- TEXT BLOCK

UPDATE: There's a longer analysis of this case on the great new EU Law blog Eutopia law.

In other news:

In environmental law, the 4th Chamber asked nicely whether Northern Ireland would please create some kind of functional separation between the agency drafting the plan and the agency that is consulted under art. 6 of Directive 2001/42 for the purposes of preparing an environmental impact assessment. Department of the Environment for Northern Ireland v. Seaport (NI) and others

The bankruptcy case of Interedil is mostly interesting for its procedural manoeuvring. Since it arises in the area of JHA pre-Lisbon, the Commission wondered whether a court against whose judgement a national appeal was available could ask a prejudicial question. The Court replied that the current jurisdictional rule applies, meaning that the questions are in. There was also a Rheinmühlen/Elchinov issue, where the Court simply repeated its earlier statement: a national appeals court cannot stop a lower court from asking a prejudicial question.

(Records)
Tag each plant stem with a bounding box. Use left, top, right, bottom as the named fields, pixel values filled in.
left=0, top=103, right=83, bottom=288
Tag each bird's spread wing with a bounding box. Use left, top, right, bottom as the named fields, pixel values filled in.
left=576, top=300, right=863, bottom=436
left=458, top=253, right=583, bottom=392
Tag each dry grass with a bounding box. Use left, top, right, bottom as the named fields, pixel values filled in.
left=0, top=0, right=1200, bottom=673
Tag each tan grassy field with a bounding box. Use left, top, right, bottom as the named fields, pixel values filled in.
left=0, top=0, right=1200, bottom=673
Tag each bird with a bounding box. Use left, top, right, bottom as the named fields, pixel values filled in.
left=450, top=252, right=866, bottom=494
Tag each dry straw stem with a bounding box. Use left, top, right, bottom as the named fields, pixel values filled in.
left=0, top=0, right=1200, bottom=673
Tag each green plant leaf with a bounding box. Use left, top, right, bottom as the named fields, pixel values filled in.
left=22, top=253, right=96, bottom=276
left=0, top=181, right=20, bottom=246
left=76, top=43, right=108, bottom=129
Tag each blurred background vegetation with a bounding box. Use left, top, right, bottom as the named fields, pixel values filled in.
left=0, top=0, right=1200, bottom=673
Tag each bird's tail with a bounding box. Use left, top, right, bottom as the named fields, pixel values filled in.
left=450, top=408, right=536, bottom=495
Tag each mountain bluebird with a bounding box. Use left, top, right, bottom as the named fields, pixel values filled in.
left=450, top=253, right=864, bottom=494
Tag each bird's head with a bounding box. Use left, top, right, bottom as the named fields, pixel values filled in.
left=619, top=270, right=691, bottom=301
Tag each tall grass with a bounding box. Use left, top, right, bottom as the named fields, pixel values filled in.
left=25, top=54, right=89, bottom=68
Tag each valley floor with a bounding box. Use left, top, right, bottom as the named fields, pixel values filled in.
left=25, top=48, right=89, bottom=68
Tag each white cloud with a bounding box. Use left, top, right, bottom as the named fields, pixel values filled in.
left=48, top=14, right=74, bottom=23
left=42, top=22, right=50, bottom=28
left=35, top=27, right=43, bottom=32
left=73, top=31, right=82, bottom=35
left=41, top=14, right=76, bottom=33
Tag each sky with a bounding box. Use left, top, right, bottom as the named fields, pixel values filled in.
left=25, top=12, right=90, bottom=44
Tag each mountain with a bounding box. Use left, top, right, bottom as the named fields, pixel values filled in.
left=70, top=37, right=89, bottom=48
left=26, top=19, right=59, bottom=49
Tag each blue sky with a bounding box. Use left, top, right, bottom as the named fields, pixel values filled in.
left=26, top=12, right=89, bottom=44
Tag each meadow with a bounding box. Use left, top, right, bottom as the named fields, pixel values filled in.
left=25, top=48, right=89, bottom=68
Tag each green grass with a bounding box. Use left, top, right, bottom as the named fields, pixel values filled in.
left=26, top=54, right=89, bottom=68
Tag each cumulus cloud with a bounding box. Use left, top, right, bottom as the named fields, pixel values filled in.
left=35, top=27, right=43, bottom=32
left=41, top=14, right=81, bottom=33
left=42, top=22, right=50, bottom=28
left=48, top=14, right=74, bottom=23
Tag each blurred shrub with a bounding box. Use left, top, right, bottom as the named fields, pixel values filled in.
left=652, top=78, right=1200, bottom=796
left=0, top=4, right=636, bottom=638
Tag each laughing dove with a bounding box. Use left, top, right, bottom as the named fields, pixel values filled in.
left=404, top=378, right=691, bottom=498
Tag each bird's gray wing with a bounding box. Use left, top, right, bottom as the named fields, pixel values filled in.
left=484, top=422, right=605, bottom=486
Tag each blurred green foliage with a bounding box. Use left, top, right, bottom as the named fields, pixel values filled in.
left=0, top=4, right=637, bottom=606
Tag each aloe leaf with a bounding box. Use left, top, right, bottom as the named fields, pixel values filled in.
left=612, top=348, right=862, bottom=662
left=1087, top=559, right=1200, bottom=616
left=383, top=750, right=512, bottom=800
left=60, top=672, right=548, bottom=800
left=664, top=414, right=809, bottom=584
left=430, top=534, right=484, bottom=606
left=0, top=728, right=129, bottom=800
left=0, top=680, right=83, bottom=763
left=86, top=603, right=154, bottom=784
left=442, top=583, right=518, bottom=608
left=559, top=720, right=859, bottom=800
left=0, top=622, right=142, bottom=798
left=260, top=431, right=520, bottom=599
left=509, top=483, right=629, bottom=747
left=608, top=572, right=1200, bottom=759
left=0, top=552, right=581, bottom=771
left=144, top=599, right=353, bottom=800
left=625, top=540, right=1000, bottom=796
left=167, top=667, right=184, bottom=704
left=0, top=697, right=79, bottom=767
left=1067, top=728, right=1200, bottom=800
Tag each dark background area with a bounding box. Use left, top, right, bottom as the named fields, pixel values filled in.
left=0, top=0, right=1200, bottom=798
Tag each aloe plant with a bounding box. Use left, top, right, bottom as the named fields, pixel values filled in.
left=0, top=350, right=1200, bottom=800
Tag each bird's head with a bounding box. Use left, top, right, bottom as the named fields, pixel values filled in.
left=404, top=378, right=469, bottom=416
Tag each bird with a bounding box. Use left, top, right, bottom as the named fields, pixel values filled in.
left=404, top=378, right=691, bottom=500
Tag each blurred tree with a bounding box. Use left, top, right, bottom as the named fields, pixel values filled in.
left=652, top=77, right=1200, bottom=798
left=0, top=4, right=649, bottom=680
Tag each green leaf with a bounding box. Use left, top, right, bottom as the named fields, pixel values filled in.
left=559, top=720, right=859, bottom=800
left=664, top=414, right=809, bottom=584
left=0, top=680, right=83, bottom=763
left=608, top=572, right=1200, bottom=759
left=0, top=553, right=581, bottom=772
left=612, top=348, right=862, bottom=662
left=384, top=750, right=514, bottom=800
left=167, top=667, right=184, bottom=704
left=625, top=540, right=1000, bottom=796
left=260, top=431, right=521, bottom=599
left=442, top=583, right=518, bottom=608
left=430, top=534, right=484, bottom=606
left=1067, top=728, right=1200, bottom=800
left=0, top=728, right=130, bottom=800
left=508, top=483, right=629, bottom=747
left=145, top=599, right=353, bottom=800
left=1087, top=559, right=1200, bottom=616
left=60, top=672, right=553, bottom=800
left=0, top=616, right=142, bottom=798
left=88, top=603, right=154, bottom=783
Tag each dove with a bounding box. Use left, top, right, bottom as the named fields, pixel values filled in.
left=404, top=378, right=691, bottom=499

- WHAT TO WORK ON
**A)** Return the passage from the EU court rulings text above, starting at "The bankruptcy case" and ending at "asking a prejudicial question.", copied word for word.
**B)** Locate each line in the records above that contains the string "background" and copy every such line in full.

- SOLUTIONS
**A)**
The bankruptcy case of Interedil is mostly interesting for its procedural manoeuvring. Since it arises in the area of JHA pre-Lisbon, the Commission wondered whether a court against whose judgement a national appeal was available could ask a prejudicial question. The Court replied that the current jurisdictional rule applies, meaning that the questions are in. There was also a Rheinmühlen/Elchinov issue, where the Court simply repeated its earlier statement: a national appeals court cannot stop a lower court from asking a prejudicial question.

**B)**
Tag each blurred background vegetation with a bounding box. Use left, top, right, bottom as the named fields, pixel values filled in.
Tag each dark background area with a bounding box. Use left, top, right, bottom as the named fields, pixel values filled in.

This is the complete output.